> AIM: Render the items from their first line through the line containing "243 205 355 377", inclusive, as a Markdown table with the columns Row and Content. Number each row and leave out blank lines.

— Start —

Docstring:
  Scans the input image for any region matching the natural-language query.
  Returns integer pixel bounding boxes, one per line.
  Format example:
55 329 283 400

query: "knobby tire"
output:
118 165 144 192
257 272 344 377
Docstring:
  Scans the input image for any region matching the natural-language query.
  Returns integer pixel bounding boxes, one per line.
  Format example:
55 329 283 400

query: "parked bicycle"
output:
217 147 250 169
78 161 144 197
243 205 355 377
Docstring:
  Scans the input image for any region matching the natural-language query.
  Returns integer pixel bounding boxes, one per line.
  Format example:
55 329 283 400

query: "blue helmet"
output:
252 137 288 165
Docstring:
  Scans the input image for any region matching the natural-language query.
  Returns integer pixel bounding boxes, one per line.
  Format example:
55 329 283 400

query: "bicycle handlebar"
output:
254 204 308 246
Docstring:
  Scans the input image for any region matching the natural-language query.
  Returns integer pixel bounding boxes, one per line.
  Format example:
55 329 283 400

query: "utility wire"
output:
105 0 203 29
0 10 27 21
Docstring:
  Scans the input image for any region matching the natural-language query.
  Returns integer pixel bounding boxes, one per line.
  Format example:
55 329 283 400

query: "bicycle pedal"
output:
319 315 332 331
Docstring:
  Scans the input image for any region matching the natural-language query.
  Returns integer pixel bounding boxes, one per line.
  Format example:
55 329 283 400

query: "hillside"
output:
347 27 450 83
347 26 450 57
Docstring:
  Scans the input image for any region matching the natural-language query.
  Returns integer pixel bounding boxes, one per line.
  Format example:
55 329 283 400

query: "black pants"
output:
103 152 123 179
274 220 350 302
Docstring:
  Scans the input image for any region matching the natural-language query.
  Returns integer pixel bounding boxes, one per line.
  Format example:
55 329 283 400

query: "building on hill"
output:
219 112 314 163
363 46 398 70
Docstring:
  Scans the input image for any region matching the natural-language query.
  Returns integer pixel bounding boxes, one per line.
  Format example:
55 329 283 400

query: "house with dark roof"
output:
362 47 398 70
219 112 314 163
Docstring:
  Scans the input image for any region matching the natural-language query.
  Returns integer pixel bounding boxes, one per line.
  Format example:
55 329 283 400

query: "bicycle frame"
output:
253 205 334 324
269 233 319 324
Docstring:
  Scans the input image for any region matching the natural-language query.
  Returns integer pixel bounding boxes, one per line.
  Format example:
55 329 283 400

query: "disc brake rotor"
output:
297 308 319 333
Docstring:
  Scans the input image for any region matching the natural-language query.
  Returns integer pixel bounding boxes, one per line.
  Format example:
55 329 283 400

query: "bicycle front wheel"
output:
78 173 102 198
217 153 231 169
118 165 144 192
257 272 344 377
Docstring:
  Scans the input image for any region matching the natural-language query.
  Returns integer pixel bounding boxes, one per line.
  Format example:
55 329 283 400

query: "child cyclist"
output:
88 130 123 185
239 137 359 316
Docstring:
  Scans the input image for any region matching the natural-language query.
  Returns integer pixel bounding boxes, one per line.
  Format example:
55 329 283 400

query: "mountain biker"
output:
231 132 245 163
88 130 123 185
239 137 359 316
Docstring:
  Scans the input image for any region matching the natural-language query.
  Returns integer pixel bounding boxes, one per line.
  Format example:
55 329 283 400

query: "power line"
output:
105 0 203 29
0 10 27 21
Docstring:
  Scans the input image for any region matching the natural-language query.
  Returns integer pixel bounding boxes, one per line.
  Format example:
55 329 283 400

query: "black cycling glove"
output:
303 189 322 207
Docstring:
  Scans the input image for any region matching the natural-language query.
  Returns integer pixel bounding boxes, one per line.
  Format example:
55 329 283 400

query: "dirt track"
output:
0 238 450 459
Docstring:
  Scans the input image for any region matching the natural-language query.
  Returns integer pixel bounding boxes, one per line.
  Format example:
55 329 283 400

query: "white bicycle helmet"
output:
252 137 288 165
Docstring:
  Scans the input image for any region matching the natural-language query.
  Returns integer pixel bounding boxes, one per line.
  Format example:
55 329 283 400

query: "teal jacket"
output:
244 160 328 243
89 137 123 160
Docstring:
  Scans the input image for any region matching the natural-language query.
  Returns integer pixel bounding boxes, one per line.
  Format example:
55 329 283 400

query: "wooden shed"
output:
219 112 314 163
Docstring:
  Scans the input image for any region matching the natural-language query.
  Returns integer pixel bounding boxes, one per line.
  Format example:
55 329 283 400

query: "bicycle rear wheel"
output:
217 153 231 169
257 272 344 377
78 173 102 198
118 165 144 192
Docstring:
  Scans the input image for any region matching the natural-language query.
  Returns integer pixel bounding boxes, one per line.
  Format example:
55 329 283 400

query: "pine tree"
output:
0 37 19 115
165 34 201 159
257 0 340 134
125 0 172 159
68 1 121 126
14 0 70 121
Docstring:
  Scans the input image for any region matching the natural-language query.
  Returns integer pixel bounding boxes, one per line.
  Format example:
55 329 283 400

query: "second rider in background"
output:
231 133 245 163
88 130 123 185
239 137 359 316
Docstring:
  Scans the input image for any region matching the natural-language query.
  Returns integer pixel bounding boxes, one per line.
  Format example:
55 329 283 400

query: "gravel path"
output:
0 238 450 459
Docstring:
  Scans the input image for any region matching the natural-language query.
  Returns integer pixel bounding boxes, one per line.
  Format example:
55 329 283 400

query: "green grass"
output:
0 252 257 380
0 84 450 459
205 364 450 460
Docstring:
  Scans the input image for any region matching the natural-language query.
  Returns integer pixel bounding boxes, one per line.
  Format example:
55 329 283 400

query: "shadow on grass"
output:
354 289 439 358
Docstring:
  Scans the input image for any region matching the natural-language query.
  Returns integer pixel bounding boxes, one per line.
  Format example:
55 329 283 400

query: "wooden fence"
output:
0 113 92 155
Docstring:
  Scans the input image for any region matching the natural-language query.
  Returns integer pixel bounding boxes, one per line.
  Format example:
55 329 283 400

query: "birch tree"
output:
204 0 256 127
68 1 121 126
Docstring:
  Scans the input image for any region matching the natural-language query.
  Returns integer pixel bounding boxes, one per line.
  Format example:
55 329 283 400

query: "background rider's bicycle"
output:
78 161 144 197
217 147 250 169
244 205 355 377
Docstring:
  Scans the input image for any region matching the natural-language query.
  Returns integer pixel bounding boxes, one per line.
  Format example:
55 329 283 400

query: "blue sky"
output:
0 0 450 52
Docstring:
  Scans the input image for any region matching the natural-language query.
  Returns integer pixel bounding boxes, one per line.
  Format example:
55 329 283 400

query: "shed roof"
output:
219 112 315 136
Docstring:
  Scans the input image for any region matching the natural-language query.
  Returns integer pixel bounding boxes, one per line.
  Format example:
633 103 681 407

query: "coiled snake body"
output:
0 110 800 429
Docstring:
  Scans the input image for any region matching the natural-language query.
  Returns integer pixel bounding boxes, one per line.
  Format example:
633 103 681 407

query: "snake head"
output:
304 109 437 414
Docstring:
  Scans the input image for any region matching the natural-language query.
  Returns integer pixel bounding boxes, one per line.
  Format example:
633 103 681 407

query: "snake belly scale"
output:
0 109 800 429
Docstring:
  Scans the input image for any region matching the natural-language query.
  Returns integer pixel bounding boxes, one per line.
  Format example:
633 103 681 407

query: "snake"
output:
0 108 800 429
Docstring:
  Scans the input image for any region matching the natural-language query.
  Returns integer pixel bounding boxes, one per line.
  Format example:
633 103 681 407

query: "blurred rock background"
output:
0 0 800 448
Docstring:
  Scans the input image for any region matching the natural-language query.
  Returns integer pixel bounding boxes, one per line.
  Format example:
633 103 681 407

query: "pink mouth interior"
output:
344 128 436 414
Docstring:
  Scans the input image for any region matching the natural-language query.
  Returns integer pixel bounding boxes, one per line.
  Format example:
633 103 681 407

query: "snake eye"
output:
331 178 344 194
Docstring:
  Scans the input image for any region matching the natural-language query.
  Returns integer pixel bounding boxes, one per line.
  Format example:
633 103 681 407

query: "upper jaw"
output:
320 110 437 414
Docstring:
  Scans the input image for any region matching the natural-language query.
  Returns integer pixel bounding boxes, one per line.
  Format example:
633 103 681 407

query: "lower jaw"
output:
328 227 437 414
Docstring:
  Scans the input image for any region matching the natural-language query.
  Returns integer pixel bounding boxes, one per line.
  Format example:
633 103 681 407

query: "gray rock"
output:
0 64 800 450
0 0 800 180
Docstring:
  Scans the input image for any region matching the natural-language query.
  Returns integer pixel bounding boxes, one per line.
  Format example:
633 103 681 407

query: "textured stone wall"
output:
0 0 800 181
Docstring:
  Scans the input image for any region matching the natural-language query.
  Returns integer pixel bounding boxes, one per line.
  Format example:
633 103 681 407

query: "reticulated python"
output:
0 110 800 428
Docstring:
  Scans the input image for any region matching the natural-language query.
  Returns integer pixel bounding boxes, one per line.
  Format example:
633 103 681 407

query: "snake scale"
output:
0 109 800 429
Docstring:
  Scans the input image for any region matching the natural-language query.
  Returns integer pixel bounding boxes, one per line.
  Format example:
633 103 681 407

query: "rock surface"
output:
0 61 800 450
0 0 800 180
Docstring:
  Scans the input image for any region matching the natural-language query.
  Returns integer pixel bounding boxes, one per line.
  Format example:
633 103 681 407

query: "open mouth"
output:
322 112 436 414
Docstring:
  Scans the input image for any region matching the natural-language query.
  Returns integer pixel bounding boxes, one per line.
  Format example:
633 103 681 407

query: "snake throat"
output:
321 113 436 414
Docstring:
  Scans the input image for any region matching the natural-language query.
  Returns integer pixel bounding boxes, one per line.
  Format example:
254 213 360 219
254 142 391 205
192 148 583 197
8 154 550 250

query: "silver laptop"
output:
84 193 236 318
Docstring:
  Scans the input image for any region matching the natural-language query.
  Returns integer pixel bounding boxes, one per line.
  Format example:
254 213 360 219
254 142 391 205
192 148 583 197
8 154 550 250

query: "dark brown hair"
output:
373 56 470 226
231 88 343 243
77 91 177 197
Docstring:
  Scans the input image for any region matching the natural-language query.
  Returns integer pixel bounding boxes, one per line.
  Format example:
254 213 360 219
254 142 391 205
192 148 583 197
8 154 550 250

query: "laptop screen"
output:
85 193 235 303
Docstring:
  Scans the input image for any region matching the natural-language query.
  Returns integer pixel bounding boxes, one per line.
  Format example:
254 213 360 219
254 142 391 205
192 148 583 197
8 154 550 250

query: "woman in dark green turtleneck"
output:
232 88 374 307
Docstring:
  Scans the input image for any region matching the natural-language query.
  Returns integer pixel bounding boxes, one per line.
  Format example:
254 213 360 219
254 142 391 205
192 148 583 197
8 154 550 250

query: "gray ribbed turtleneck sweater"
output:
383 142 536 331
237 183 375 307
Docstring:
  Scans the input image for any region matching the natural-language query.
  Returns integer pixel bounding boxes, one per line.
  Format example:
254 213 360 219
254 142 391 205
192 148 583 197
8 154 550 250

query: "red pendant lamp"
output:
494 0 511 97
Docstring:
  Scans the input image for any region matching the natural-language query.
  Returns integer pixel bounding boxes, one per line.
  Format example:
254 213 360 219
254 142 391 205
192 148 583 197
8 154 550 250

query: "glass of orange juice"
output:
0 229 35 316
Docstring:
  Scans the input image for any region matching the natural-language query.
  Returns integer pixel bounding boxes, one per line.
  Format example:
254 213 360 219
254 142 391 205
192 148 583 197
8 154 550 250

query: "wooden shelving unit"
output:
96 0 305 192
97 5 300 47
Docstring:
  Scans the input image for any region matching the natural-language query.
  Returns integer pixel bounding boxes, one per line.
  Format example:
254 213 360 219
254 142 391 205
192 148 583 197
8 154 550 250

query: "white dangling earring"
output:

— End —

> FINAL RESULT:
| Row | Content |
|---|---|
| 1 | Docstring: |
| 2 |   Scans the input image for any region matching the natural-language query. |
| 3 |   Returns integer pixel bounding boxes, one per line. |
| 4 |   Format example: |
| 5 | 55 329 283 400 |
| 6 | query: "knobby tire" |
| 7 | output: |
| 8 | 118 165 144 192 |
| 9 | 257 272 344 377 |
| 10 | Docstring: |
| 11 |   Scans the input image for any region matching the natural-language query. |
| 12 |   Returns integer pixel bounding boxes, one per line. |
| 13 |   Format example: |
| 14 | 55 329 283 400 |
| 15 | query: "parked bicycle" |
| 16 | output: |
| 17 | 217 147 250 169 |
| 18 | 78 161 144 197 |
| 19 | 243 205 355 377 |